-- INPUT FOR THIS TASK --
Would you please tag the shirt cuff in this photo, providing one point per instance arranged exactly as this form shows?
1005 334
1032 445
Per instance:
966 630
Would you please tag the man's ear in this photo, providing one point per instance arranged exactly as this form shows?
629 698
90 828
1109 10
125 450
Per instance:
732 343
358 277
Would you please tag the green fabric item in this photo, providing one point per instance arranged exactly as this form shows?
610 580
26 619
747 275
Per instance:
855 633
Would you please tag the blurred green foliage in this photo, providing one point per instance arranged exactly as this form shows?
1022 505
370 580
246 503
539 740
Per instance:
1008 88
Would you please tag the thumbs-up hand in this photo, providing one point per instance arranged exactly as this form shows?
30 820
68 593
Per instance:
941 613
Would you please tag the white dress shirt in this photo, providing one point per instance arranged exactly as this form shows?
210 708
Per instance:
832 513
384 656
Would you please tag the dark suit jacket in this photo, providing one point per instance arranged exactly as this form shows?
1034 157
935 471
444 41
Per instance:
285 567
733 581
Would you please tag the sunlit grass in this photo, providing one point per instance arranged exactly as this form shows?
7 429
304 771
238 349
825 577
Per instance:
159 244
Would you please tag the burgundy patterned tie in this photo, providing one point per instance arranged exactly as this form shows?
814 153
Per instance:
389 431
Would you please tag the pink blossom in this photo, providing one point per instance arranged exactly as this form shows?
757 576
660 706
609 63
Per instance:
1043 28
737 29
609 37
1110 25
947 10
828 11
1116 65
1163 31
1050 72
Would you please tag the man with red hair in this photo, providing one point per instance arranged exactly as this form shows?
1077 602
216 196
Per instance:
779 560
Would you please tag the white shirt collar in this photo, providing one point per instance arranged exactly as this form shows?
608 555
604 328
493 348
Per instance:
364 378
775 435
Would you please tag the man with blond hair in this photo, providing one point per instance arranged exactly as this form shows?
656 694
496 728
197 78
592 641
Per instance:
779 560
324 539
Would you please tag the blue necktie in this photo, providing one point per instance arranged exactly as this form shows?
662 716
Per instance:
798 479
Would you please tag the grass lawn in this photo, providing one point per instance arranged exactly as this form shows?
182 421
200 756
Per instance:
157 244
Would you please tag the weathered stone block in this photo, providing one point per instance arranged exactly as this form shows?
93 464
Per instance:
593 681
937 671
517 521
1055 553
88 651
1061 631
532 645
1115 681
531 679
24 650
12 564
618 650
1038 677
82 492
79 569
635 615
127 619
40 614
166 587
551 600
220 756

-- DIRECTIONS FOR THIS TASK --
Repeat the preceding lines exactly, please, every one of them.

-- TASK RESULT --
Would you please tag the shirt cuff in this photo, providing one point per instance arranged exactly as this form shows?
1005 334
1032 445
Per instance:
966 630
Would you please tag the man's ear in this photo, providing one point per instance arranged exactly as this form shows?
629 698
90 828
1109 10
125 450
Per instance:
732 343
358 277
Would you please tag the green fabric item in this photo, providing one point per instance arranged exactly as this form shows?
610 580
26 619
747 275
Per instance:
855 633
Would you please tag the blurred green foliage in this photo, providing one point per instance arranged exactly as this form shows?
1022 505
370 580
246 503
539 740
Per instance:
1008 88
Would you please tag the thumbs-up hand in this photo, providing one point per instance arranged exactly as this form shows?
30 820
68 593
Per instance:
941 613
Would you please tag the white dress shirt in this photo, providing one point per instance arranged exactly as this form shows?
210 708
Per instance:
832 513
384 656
Would you please tag the dark suit jacket in this photo, providing one point per instance arranged exactly as this form shows?
1034 157
935 471
444 41
Per instance:
285 567
733 581
Would you please tag the sunlit grass in this photo, providing one point per instance arranged exactly as this form shows?
7 429
304 771
238 349
825 577
Per instance:
159 244
Would you please tag the burgundy patterned tie in this photo, providing one point per instance arranged exactly as this form shows?
814 153
Per instance:
389 431
Would you please tag the pink blossom in this photo, providing one point per instance arranged exactly as this form shows?
757 576
660 706
609 63
Per instance:
1043 28
737 29
609 37
1110 25
947 10
828 11
1116 65
1163 31
1050 72
Would you please tag the man with red hair in this photo, providing one point per instance arranged exactly as this form shows?
1077 602
216 196
Per instance:
779 560
Would you please tag the white shirt collar in this photo, providing one point per instance arranged exactly as this form shows?
608 555
604 328
493 348
Per instance:
364 378
775 435
Would you please tag the man with blond hair in this photo, providing one point per instance arranged exactly as this form shows?
656 694
496 728
197 78
592 641
Per instance:
779 560
324 539
Would you please tag the blue necktie in this photo, providing one point per instance arranged exactly as this form shows?
662 716
Per instance:
798 479
Would you please tag the grass lawn in this photo, providing one point per instance arranged exactly as this form shows?
182 421
200 756
Per instance:
157 244
Would you please tag the weathered stone block in this photo, providing one point per instance arranged exactly as this form shows?
93 464
Per instance:
593 681
937 671
517 521
1055 553
88 651
1061 631
532 645
1115 681
531 679
24 650
12 564
618 650
1038 677
82 492
79 569
635 615
127 619
40 614
166 587
551 600
220 756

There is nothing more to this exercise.